**Directive**
Quote the entries from the line containing "Where can the rugby" through the line containing "column 303, row 121", including both of those lines.

**Data for the task**
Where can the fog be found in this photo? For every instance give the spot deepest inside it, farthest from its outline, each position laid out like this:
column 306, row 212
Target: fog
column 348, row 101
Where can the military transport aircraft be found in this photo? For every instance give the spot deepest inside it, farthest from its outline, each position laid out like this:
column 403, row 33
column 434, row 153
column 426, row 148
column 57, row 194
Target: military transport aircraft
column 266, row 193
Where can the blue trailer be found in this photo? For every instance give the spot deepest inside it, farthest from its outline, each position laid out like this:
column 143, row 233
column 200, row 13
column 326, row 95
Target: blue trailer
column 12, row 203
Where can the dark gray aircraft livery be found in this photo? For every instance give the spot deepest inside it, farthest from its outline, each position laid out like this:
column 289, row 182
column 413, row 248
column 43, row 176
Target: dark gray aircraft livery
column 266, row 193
--
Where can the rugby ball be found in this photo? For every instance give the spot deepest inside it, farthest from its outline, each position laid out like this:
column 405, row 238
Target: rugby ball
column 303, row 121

**Finished answer**
Where can the rugby ball be found in this photo? For every instance give the spot deepest inside it, farthest from its outline, each position laid out like this:
column 405, row 238
Target: rugby ball
column 303, row 121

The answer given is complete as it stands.